SHORT TASK
Starting at the line that contains "Identify the position of each instance of the wet hand" and stopping after the line that contains "[(108, 63), (571, 76), (129, 63)]", write those lines out again with the requests unchanged, but rescale every x and y coordinate in the answers by multiplying it by 0.8 and rounding to a whole number, with halves rounded up. Give only these lines.

DATA FOR THE TASK
- - - -
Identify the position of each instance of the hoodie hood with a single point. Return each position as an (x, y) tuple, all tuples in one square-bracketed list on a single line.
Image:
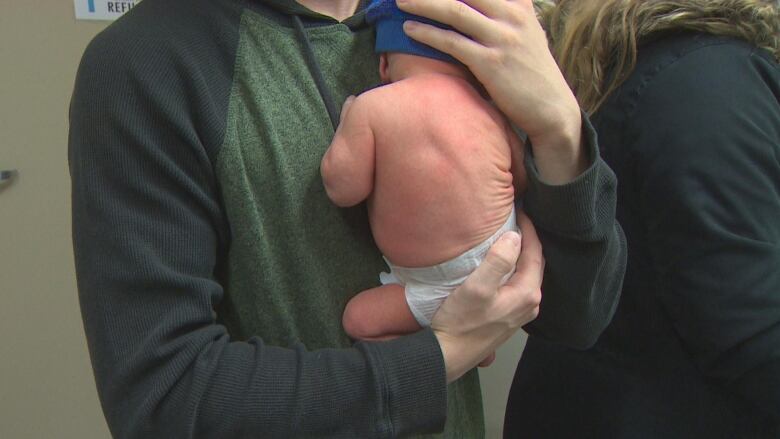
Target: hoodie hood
[(293, 8)]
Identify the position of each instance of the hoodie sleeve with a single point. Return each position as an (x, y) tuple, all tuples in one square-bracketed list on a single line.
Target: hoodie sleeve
[(149, 236), (584, 248)]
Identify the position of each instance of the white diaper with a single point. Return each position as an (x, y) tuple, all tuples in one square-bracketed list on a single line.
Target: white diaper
[(427, 287)]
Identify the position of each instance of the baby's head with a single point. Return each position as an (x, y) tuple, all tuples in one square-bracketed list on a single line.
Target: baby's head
[(401, 56), (395, 66)]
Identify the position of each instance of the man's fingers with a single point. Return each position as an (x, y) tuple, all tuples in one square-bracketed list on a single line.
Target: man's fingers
[(450, 42), (457, 14), (499, 262)]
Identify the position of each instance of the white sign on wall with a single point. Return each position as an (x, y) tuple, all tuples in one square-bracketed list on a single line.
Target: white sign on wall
[(102, 9)]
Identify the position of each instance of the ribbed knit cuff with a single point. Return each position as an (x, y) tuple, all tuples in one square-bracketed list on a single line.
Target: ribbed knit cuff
[(574, 207), (415, 390)]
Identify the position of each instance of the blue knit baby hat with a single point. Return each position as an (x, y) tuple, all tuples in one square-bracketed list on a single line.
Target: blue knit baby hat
[(390, 36)]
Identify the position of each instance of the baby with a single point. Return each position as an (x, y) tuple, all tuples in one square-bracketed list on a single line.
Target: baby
[(438, 166)]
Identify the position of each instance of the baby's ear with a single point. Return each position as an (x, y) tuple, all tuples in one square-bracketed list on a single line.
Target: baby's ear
[(384, 69)]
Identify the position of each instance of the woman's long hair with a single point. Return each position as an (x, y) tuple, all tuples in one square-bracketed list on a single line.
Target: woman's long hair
[(595, 41)]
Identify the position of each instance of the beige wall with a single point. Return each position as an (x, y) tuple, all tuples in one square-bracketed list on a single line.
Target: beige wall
[(45, 378)]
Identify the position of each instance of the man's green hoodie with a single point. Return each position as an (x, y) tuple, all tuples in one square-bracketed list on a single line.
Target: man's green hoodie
[(213, 269)]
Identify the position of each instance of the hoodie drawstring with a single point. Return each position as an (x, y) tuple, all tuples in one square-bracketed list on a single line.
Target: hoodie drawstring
[(316, 72)]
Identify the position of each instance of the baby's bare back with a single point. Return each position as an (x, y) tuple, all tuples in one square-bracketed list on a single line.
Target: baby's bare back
[(442, 181)]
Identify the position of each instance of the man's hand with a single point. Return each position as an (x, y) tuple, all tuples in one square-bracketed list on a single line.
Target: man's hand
[(506, 49), (482, 313)]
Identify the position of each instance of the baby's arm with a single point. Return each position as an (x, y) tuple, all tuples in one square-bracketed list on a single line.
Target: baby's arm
[(348, 165)]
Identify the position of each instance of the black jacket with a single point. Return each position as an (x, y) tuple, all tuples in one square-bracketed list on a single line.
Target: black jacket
[(694, 348)]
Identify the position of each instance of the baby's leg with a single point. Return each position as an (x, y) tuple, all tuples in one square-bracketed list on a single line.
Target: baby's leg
[(379, 313)]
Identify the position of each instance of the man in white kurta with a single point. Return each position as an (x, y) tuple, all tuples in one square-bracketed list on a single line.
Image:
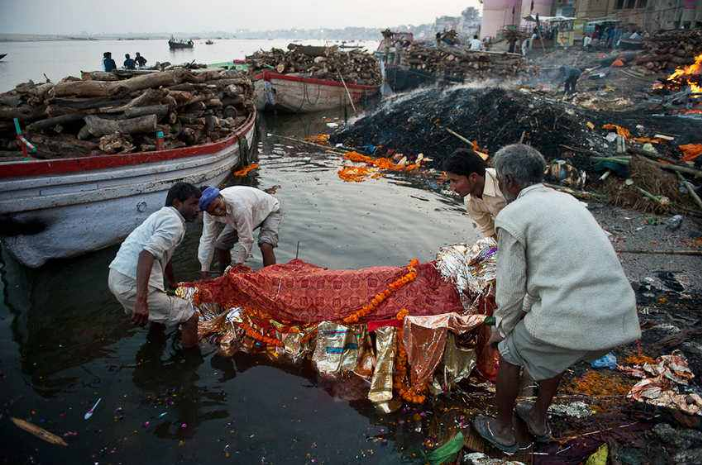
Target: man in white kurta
[(230, 218), (552, 252), (143, 261)]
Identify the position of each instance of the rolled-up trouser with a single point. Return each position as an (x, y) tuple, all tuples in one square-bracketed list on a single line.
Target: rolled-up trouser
[(163, 308), (541, 359), (268, 233)]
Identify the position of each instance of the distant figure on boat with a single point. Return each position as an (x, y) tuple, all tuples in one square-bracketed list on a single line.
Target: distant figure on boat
[(129, 63), (108, 63), (140, 60)]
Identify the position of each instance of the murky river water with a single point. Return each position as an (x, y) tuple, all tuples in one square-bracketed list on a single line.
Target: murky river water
[(65, 342)]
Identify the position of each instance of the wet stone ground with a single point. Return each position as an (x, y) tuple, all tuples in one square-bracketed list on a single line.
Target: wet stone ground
[(65, 343)]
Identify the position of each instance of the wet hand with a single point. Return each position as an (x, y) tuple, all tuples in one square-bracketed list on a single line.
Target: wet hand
[(141, 313), (495, 338)]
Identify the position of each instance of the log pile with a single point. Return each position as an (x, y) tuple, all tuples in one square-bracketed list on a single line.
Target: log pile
[(121, 113), (671, 49), (459, 62), (355, 66)]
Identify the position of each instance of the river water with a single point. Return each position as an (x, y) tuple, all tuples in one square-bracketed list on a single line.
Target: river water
[(58, 59), (65, 341)]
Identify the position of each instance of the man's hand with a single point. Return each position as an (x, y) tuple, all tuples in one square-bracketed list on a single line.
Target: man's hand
[(495, 338), (141, 312)]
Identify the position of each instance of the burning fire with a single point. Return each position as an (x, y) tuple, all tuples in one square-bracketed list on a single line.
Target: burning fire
[(687, 75)]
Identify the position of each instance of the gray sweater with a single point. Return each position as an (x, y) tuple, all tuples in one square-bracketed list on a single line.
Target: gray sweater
[(582, 299)]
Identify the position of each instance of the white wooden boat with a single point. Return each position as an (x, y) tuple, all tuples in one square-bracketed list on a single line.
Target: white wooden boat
[(298, 94), (71, 206)]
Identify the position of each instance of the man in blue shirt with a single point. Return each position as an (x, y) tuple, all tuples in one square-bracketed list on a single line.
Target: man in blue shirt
[(108, 63), (571, 76), (129, 63)]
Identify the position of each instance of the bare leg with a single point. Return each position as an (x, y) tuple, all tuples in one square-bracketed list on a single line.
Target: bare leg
[(224, 259), (188, 332), (157, 332), (538, 415), (268, 254), (507, 388)]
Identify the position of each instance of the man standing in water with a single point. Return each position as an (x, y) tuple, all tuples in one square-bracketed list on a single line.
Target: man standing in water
[(550, 249), (230, 217), (137, 272), (470, 178)]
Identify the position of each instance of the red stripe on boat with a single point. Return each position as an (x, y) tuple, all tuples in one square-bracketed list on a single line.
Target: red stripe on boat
[(267, 76), (102, 162)]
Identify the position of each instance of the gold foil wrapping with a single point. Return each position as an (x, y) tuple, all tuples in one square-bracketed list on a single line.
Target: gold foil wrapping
[(381, 382), (338, 348), (456, 365), (425, 340), (471, 268)]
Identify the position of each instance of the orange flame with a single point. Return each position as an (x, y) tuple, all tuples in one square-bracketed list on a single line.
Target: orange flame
[(687, 75)]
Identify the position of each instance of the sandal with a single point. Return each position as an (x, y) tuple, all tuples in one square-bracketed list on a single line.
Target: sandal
[(522, 410), (481, 423)]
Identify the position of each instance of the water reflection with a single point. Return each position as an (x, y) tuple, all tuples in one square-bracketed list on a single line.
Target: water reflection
[(65, 341)]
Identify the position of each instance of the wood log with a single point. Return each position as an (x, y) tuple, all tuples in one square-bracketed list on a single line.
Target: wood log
[(149, 81), (49, 123), (191, 119), (195, 107), (146, 98), (82, 89), (23, 113), (160, 111), (98, 76), (87, 103), (100, 126), (10, 100), (60, 145)]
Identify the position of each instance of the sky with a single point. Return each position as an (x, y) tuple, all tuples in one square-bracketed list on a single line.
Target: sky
[(140, 16)]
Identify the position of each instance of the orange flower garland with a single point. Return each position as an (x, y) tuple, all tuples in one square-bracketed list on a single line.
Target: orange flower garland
[(408, 393), (380, 297), (246, 170)]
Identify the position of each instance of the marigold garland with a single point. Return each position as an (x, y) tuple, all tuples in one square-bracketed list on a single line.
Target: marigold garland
[(408, 393), (382, 296), (246, 170)]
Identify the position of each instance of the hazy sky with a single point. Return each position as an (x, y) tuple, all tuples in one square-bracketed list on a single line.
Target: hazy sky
[(97, 16)]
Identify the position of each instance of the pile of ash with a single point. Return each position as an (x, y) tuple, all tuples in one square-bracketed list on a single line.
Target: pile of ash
[(493, 117)]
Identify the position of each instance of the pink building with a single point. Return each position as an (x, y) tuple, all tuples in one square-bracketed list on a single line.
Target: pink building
[(500, 13)]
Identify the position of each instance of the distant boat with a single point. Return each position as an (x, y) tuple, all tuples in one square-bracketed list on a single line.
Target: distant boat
[(298, 94), (180, 44)]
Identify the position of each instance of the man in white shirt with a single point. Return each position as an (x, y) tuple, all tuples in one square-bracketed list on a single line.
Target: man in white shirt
[(470, 178), (230, 217), (552, 251), (137, 273), (476, 44)]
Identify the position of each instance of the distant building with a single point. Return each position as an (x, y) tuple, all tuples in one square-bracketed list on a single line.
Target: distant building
[(498, 14), (648, 15)]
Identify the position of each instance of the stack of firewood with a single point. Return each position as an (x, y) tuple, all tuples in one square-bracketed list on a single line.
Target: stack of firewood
[(123, 112), (355, 67), (671, 49), (459, 62)]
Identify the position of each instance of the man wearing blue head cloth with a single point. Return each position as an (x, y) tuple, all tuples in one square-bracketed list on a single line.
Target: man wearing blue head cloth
[(229, 219)]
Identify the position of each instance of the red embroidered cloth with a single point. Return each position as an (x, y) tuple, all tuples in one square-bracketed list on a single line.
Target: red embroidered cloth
[(299, 292)]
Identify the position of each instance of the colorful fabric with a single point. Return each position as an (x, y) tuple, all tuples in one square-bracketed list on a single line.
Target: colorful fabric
[(299, 292)]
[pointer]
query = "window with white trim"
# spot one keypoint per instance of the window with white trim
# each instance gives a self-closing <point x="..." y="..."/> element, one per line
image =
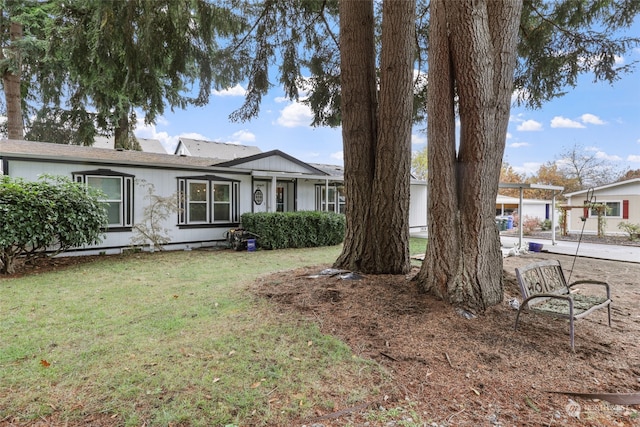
<point x="208" y="200"/>
<point x="613" y="209"/>
<point x="335" y="202"/>
<point x="118" y="194"/>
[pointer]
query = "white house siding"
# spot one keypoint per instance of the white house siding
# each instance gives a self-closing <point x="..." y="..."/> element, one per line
<point x="418" y="207"/>
<point x="29" y="160"/>
<point x="165" y="185"/>
<point x="619" y="193"/>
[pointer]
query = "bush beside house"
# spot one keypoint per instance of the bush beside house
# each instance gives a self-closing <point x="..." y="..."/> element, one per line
<point x="304" y="229"/>
<point x="46" y="217"/>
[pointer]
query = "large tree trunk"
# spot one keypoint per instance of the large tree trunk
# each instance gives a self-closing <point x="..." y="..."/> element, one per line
<point x="472" y="54"/>
<point x="123" y="136"/>
<point x="390" y="199"/>
<point x="377" y="139"/>
<point x="359" y="129"/>
<point x="11" y="82"/>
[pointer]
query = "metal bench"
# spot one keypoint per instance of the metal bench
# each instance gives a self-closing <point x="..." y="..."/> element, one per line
<point x="545" y="291"/>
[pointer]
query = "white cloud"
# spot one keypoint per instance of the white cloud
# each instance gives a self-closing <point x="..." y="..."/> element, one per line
<point x="563" y="122"/>
<point x="529" y="126"/>
<point x="294" y="115"/>
<point x="418" y="139"/>
<point x="237" y="90"/>
<point x="338" y="155"/>
<point x="242" y="136"/>
<point x="591" y="119"/>
<point x="609" y="157"/>
<point x="150" y="132"/>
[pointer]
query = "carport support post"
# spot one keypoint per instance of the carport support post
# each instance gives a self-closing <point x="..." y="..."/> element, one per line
<point x="520" y="218"/>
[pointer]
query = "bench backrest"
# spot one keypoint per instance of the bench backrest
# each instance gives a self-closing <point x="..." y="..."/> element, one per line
<point x="545" y="277"/>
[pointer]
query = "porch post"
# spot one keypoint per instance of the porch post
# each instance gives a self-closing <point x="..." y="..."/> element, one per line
<point x="272" y="199"/>
<point x="553" y="217"/>
<point x="326" y="195"/>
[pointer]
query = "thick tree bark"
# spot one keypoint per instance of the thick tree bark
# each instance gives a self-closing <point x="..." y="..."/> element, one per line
<point x="390" y="206"/>
<point x="472" y="54"/>
<point x="11" y="82"/>
<point x="359" y="128"/>
<point x="376" y="138"/>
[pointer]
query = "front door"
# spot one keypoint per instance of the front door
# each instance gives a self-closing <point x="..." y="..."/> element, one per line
<point x="260" y="196"/>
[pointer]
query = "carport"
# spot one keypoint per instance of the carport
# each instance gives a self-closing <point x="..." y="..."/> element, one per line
<point x="521" y="187"/>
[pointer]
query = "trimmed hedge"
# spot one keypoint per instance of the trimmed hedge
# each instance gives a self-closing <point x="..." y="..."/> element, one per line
<point x="304" y="229"/>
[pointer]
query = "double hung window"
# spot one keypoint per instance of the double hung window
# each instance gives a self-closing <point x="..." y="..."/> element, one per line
<point x="117" y="189"/>
<point x="208" y="200"/>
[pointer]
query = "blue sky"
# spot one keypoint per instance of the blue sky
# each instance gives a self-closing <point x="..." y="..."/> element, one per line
<point x="600" y="118"/>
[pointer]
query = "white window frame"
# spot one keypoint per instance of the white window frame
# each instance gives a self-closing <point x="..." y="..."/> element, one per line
<point x="189" y="202"/>
<point x="184" y="199"/>
<point x="126" y="193"/>
<point x="594" y="213"/>
<point x="337" y="200"/>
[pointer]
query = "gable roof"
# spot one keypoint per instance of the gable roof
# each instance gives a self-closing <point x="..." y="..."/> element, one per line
<point x="146" y="144"/>
<point x="64" y="153"/>
<point x="151" y="145"/>
<point x="274" y="160"/>
<point x="214" y="150"/>
<point x="606" y="187"/>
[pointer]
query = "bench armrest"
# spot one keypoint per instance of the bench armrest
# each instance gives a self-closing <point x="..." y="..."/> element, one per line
<point x="556" y="296"/>
<point x="592" y="282"/>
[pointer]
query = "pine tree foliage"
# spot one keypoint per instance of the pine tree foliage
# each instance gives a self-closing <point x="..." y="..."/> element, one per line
<point x="139" y="54"/>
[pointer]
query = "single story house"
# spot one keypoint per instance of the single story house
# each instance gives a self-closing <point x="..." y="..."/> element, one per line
<point x="622" y="200"/>
<point x="146" y="144"/>
<point x="215" y="191"/>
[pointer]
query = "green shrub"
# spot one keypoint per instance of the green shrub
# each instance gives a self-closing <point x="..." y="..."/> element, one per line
<point x="46" y="217"/>
<point x="278" y="230"/>
<point x="633" y="230"/>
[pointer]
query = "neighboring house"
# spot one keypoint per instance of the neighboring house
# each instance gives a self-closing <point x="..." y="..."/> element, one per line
<point x="215" y="193"/>
<point x="532" y="208"/>
<point x="623" y="205"/>
<point x="214" y="150"/>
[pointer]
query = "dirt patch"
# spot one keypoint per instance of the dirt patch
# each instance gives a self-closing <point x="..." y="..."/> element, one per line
<point x="454" y="371"/>
<point x="469" y="372"/>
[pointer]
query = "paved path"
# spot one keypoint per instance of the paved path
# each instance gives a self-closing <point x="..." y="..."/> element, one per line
<point x="589" y="250"/>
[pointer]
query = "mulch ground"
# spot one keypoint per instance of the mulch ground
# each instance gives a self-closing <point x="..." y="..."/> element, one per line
<point x="456" y="371"/>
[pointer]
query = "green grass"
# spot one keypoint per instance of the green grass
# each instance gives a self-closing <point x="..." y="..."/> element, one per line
<point x="169" y="338"/>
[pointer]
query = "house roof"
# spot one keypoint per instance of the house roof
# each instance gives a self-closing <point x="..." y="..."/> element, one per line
<point x="274" y="160"/>
<point x="605" y="187"/>
<point x="516" y="200"/>
<point x="333" y="170"/>
<point x="45" y="151"/>
<point x="214" y="150"/>
<point x="146" y="144"/>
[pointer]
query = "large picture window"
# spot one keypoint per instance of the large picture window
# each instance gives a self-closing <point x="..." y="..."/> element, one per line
<point x="118" y="194"/>
<point x="208" y="200"/>
<point x="614" y="209"/>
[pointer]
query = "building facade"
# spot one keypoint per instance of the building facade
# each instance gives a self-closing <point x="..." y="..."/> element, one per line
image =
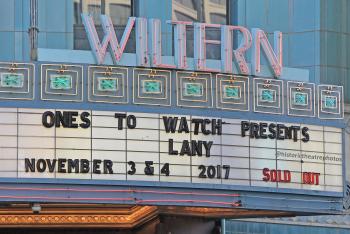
<point x="60" y="142"/>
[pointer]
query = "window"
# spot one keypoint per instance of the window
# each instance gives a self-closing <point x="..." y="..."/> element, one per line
<point x="118" y="10"/>
<point x="207" y="11"/>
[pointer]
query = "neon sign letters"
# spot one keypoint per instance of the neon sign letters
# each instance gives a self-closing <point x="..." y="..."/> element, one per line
<point x="149" y="46"/>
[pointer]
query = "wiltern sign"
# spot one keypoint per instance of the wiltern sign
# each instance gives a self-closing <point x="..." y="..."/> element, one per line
<point x="148" y="45"/>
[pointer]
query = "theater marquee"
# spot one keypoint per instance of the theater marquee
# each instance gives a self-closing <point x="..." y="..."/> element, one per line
<point x="103" y="145"/>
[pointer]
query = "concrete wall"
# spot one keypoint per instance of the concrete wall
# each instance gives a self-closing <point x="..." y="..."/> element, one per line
<point x="316" y="34"/>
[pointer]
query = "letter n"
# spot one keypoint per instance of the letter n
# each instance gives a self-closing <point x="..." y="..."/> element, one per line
<point x="274" y="57"/>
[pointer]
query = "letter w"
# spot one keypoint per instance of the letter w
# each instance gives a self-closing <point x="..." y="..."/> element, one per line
<point x="99" y="49"/>
<point x="170" y="124"/>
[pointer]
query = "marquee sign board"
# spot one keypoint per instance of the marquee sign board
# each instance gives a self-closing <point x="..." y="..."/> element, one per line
<point x="104" y="145"/>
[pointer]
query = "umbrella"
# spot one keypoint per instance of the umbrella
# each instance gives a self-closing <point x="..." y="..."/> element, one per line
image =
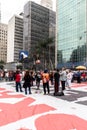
<point x="81" y="67"/>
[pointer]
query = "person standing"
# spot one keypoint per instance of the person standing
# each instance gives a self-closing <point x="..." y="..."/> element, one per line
<point x="45" y="79"/>
<point x="38" y="78"/>
<point x="27" y="82"/>
<point x="56" y="82"/>
<point x="63" y="78"/>
<point x="18" y="81"/>
<point x="69" y="78"/>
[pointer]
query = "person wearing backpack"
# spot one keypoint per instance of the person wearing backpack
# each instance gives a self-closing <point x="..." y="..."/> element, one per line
<point x="45" y="79"/>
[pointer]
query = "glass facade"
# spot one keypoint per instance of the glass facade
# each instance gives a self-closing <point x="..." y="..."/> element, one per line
<point x="71" y="33"/>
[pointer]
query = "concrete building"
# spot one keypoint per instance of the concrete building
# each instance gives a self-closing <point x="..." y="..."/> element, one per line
<point x="71" y="35"/>
<point x="39" y="25"/>
<point x="47" y="3"/>
<point x="3" y="42"/>
<point x="15" y="38"/>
- - - -
THE ANSWER
Identify the position of each instance of the wet hand with a single point. Return each position as an (x, y) tuple, all tuples in one square-bracketed list on a single line.
Target: wet hand
[(113, 250), (396, 270)]
Identify the position of each instance of the log pile with a single point. Return each position as an (x, y) tuple, all tuples in one square-bracketed list on a single line.
Target: log pile
[(97, 90), (537, 39), (367, 50), (284, 53)]
Identify the position of each instance of the river water with a single point. Return each position as an (x, y) tuple, all tuples in one square-bracketed list on a single line.
Target: river water
[(46, 47), (52, 273)]
Identify the position of each instance of the man's hand with a single point. Return each position as an (x, y) tuple, all tuples in one square-bracketed list on a single line.
Target: man's hand
[(396, 270), (113, 250)]
Identify the position of each instance of the burning fire with a single point. Return each position as an (x, y) tuple, all tuples in one square-bracketed list on a single line.
Target: burning fire
[(550, 60)]
Identify the position of each instance of the gray sweater with a single point. Return each position as an (x, y) tuple, all tuples in one square-bracketed list on a single line.
Target: gray sweater
[(466, 239)]
Identify the position of each instance of the white wooden boat with a single point. Return each position as an (x, y) tuple, all tuples in one square-bracketed list on a single line.
Target: white wooden boat
[(238, 75), (57, 165)]
Identify the position of each instance of the man in blue shirt with a single point. Return each position as an (x, y) tuple, all tuples in one square-bracketed list on a single line.
Target: man in blue shirt
[(86, 50), (457, 61), (103, 50)]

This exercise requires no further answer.